Brano estratto:
============================================================
Giorgio se ne vò jì e ‘o vescovo n’ ‘o vò caccià.

 

Dice una nenia che gli Ultra’ del Napoli propongono costantemente al San Paolo “In un mondo che non ci vuole più, canterò di più, canterò di più“. Ciò evidentemente per tutelare il loro diritto ad essere tifosi particolari di una squadra particolare come quella azzurra in un periodo in cui si è trasformato il calcio solo in un business che sembra non aver più bisogno degli spettatori tradizionali sugli spalti. Premettiamo che non possiamo condividere gli errori, talvolta i reati, che questi gruppi organizzati hanno commesso ma ci vogliamo riferire alla loro intima essenza da cui trapela una napolitanità assai profonda. Ciò per quanto concerne il loro amore per Napoli (che a gran voce proclamano essere “la loro unica fede“) e le infinite dimostrazioni di attaccamento a molti di quei valori tradizionali che gli intellettuali locali hanno disperso allegramente e boriosamente da tempo. Del resto è un fatto storico dalle nostre parti l’abisso tra lazzari e giacobini, tra popolani e “setille“, tra plebe e borghesia colta e arricchita.

Quel canto monotono, iterato sino al tedio, rappresenta il loro modo di voler continuare ad essere tali che noi apprezziamo nei limiti prima spiegati.
============================================================
Sezione dei dati:
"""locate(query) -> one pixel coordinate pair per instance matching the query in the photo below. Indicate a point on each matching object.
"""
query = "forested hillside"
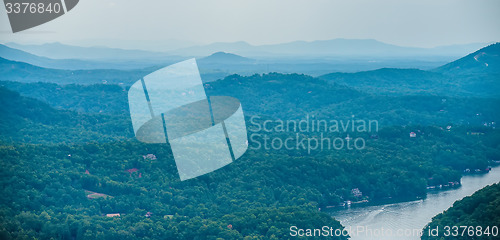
============================================================
Compiti richiesti:
A) Nel brano sugli ultrà del Napoli, perché i tifosi propongono di continuo il coro "In un mondo che non ci vuole più, canterò di più"? Rispondi in una-tre frasi.
B) Prosegui il brano sugli ultrà del Napoli subito dopo la frase che termina con "nei limiti prima spiegati".

Risposte ai compiti:
A) Lo fanno per tutelare il loro diritto a essere tifosi particolari di una squadra particolare come quella azzurra. Questo accade in un periodo in cui il calcio è stato trasformato solo in un business che sembra non aver più bisogno degli spettatori tradizionali sugli spalti.

B)
Ora che è sotto gli occhi di tutti il massacro dei mass media di questi Ultrà per la finale di Coppa Italia, vogliamo spezzare una lancia a loro favore con alcune puntualizzazioni. Innanzi tutto la vera e propria trappola mediatica di esibire al mondo intero il capitano Hamsik che si reca nella curva napoletana per risolvere l’impasse, dopo quasi un’ora di inspiegabile ritardo nell’inizio della partita a causa dei noti fatti di sangue pomeridiani. Molto altro si poteva fare in quell’ora e nessun altro significato si poteva trarre da quella “visita” se non la sottomissione di calciatori e istituzioni alla tifoseria “camorristica“. Ecco la trappola che ha fatto rimbalzare in Italia e all’estero questa faccia della partita, oscurando quasi del tutto la splendida vittoria azzurra. Poi la ferina violenza del romanista che ha scaricato la sua pistola proditoriamente su pacifici tifosi partenopei, quasi ammazzandone uno. Solo l’odio cieco, quindi pregiudiziale e generico,  verso Napoli può fornire una spiegazione al riguardo. E che dire ancora dei ripetuti cori razzistici dei fiorentini contro i napoletani? E della parola “vergogna” ripetuta sino alla noia da tutti i commentatori delle maggiori Tv per quanto riguarda la marea di fischi che ha sommerso l’esecuzione cantata nell’inno di Mameli? Anche qui si è sorvolato sia sul fatto politico della partecipazioni di molti sostenitori viola, sia sulla constatazione che da vari incontri di Coppa Italia i Napoletani (come pure i Palermitani)  avevano sistematicamente fischiato quell’inno per ragioni ormai immanenti. E’ rimasta esclusivamente la vergogna per gli Ultrà di aver insultato quello che dovrebbe tenere unita la nazione tricolore. Ed infine, altre notizie su dileggi dopo la premiazione contro i supporter viola;  su scaramucce varie fuori dell’Olimpico; su danni procurati nelle aree di servizio autostradali. Come se tutto ciò non avvenisse inesorabilmente in ogni trasferta di ogni grossa tifoseria, segnatamente di ben note squadre del nord.

E’ un’Italia che non ci ha mai amato e che non ci vuole più. Non vuole più che andiamo a seguire la squadra del cuore,  non vuole più che difendiamo la nostra terra e il nostro decoro, non vuole più che dimostriamo che negli Ultrà e oltre di Ultrà c’è di molto meglio e di più .

Torniamo alla nenia iniziale. Perché non trasformarla in: “Nell’Italia che, non ci vuole più, non staremo più, non staremo più“?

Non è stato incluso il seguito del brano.